== SELECTED EXTRACT ==
Anti-cheats Litigation: Game companies and Cheats in Games

Genki discusses the video game industry through a famous court case that involves cheating in games and its impact on the industry, as well as the gaming community.

Written by Genki Hase

Introduction

The video game industry is a rapidly growing industry as more and more people play games and thousands of game companies publish games annually. According to senior market analyst Tom Wijman (2020), the global game market will generate revenues of $159.3 billion in 2020 and surpass $200 billion by 2023. However, along with the market expansion, cheats in gaming are becoming prevalent and infringing on the gaming experience of players, especially in online games. One of the most popular online games in 2019-2020 was a multiplayer shooting game called Apex Legends (Maxwell, 2020). This game is enjoyed by more than 70 million players because of its fast-paced experience with an emphasis on team competition (Apex Legends, 2019). Despite its popularity, similar to many other online games, Apex Legends is also struggling to deal with cheaters and cheat distributors. The cheats in Apex Legends include seeing enemy location and automatically targeting an enemy’s head. Generally, players who are competing with those cheaters in the same match have no way to win against them. According to the anti-cheat developer-update published on May 2, 2019, by the Apex Legends developing team, they are taking measures such as banning players from accessing the game and implementing a cheat-reporting system to prevent the rampant cheating in the game (McCoy, 2019). Although game companies like Electronic Arts, the gaming company which operates Apex Legends, are spending a lot of money on anti-cheats measures to protect the gaming experience of the players, cheats will always be there along with the video game industry when there are people who are interested in using cheats.

Along with technological measurements such as anti-cheats programs and in-game monitoring systems to exclude cheaters from the game, game companies such as Riot Games, Epic Games, and notably Blizzard Entertainment have pursued litigation as a means to counter cheats. This essay will explore a court case between a game company and a cheat distributor, Blizzard Entertainment v. Bossland GmbH, and introduce early cases in the field of anti-cheat litigation. Furthermore, I will examine what counts as evidence in these litigations and suggest what stance could game companies take in order to minimize the impact of cheats in games. I argue that evidence that shows actual harm based on a legal standard such as statutory damages per violation of copyright was preferred in the court, and the use of mere evidence to argue market interference had weak persuasion in the court. The author suggests that game companies should utilize both statutory damages and tortious interference in anti-cheat litigation to pressure cheat developers, distributors, users as well as people who are seeking to use cheats in game. Moreover, the author suggests that the creation of an environment that defines cheats as an illegitimate means through player education and communication with players may enable game companies to minimize the impact of cheats and improve the maintenance of the gaming community.
===
== DATA PROVIDED ==
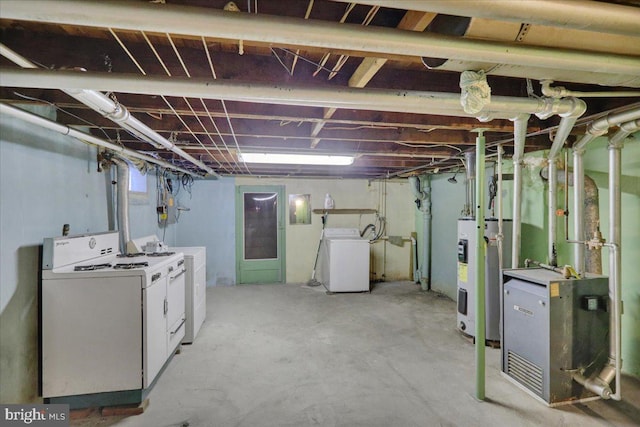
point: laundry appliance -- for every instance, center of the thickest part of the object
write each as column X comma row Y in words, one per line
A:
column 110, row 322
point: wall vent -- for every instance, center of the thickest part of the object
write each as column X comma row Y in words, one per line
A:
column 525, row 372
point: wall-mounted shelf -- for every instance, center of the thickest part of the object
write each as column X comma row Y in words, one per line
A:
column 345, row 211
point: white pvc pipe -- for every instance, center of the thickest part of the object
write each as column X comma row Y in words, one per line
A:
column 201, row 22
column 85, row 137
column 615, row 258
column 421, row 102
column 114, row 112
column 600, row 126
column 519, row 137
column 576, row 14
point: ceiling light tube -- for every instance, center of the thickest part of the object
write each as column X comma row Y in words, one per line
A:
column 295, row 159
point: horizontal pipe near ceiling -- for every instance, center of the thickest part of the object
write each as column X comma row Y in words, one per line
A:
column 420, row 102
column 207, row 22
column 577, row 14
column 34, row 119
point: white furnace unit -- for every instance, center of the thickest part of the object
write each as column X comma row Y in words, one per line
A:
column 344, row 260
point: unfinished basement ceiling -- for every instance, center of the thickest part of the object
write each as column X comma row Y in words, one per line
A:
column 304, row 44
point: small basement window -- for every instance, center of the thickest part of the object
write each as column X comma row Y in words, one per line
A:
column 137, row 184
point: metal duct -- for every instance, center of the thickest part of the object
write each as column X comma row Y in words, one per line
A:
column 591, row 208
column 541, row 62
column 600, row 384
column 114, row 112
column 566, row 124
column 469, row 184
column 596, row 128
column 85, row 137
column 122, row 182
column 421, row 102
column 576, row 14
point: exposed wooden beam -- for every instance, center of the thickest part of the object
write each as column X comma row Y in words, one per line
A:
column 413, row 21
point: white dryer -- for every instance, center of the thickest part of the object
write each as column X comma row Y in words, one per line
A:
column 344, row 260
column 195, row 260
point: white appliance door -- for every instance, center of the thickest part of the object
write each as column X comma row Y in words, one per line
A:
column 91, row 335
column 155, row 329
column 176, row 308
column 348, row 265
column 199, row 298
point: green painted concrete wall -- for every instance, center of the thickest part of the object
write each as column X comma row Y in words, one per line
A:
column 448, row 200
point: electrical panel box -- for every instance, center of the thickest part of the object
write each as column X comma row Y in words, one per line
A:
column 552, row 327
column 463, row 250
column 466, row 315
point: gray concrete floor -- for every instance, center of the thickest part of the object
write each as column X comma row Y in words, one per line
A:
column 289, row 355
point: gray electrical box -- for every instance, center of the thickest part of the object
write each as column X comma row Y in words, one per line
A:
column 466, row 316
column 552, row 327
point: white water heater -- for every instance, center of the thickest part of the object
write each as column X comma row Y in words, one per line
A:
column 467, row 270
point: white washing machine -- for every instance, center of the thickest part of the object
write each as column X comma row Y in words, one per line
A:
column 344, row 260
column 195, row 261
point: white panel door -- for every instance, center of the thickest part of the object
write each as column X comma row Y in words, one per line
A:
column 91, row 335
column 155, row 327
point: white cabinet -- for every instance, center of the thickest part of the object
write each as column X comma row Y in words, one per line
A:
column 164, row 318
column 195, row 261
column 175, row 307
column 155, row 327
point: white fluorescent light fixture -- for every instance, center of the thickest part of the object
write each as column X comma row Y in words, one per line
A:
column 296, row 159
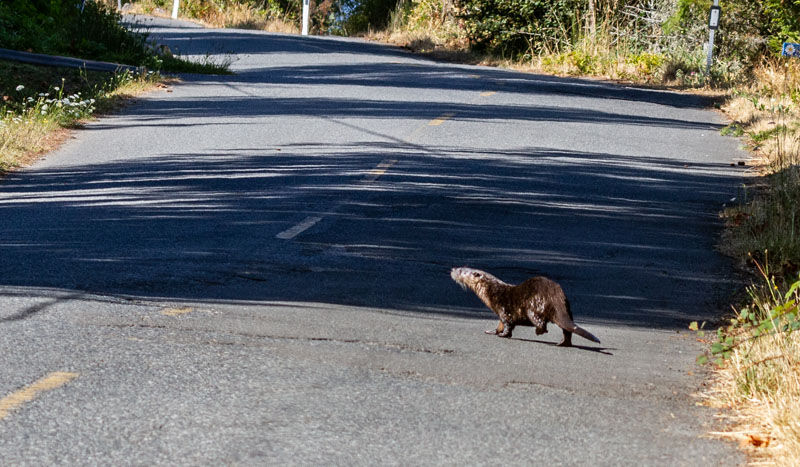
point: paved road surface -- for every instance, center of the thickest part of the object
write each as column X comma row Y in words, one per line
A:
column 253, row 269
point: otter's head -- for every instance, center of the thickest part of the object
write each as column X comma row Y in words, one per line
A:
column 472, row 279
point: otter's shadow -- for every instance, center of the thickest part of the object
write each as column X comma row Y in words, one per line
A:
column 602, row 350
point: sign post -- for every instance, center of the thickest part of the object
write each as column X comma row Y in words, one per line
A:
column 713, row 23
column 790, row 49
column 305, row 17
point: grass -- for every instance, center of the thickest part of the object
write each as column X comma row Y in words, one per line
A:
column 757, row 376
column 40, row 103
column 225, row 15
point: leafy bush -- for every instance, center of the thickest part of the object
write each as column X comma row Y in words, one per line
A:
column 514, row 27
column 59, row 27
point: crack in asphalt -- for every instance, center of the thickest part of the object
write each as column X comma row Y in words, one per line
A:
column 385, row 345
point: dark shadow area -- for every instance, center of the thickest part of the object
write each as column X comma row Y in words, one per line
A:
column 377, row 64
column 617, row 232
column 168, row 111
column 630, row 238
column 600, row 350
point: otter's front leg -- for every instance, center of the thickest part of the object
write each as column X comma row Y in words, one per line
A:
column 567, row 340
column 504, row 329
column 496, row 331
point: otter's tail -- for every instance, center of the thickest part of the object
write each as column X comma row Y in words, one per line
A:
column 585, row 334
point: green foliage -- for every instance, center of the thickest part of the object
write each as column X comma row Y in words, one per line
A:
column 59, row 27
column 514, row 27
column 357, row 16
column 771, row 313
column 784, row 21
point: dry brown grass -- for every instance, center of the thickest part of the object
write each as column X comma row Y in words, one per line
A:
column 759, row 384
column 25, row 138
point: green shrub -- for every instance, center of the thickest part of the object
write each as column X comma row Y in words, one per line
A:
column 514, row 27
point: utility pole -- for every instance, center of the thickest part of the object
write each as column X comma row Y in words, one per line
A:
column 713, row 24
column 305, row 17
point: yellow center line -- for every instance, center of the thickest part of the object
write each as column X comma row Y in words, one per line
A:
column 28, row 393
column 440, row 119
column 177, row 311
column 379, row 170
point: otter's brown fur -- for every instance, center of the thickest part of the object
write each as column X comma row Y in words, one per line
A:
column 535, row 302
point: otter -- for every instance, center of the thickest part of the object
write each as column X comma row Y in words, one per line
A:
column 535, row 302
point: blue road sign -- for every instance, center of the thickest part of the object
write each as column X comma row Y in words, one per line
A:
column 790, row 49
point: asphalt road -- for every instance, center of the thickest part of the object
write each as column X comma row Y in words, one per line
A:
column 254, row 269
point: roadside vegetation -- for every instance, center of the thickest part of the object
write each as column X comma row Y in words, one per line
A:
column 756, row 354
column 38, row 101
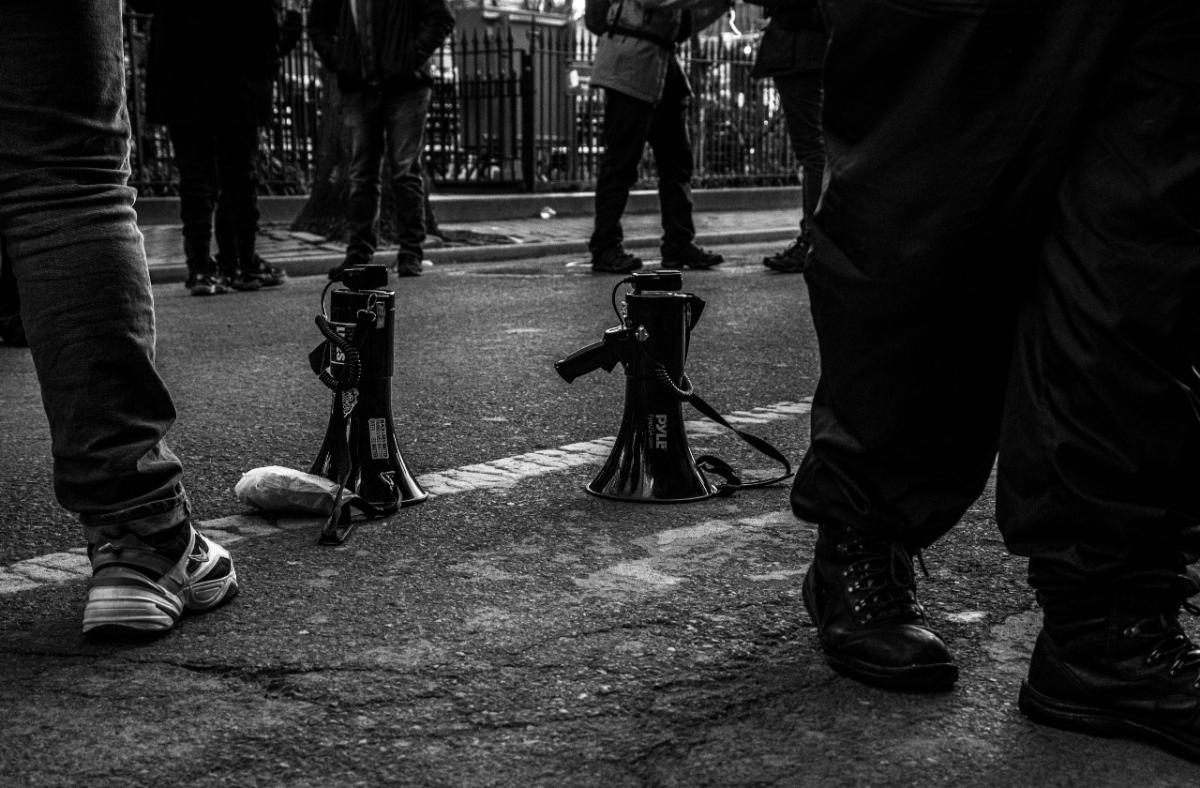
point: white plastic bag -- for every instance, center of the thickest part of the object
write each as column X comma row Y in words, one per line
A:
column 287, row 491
===
REQUIREMENT 1:
In the anti-cheat essay, recast the paragraph beginning "Along with technological measurements" as a bulleted list that keeps its main facts.
REQUIREMENT 2:
Answer these questions from the anti-cheat essay, one line each:
(a) What revenue did Tom Wijman project for the global game market in 2020?
(b) On what date did the Apex Legends team publish its anti-cheat developer update?
(c) Which court case does the essay explore?
You can complete the work here without the records.

FULL SOLUTION 1:
- Besides technical measures such as anti-cheat programs and in-game monitoring systems, game companies including Riot Games, Epic Games and especially Blizzard Entertainment have used litigation against cheats.
- The essay explores the case Blizzard Entertainment v. Bossland GmbH and introduces early anti-cheat cases.
- It examines what counts as evidence in these cases and what stance game companies could take to minimize the impact of cheats.
- It argues that courts preferred evidence of actual harm based on a legal standard, such as statutory damages per copyright violation, and that evidence of market interference alone was weakly persuasive.
- It suggests that game companies use both statutory damages and tortious interference to pressure cheat developers, distributors and users, as well as people seeking to use cheats.
- It also suggests that defining cheats as illegitimate through player education and communication may help companies minimize the impact of cheats and maintain the gaming community.

FULL SOLUTION 2:
(a) $159.3 billion
(b) May 2, 2019
(c) Blizzard Entertainment v. Bossland GmbH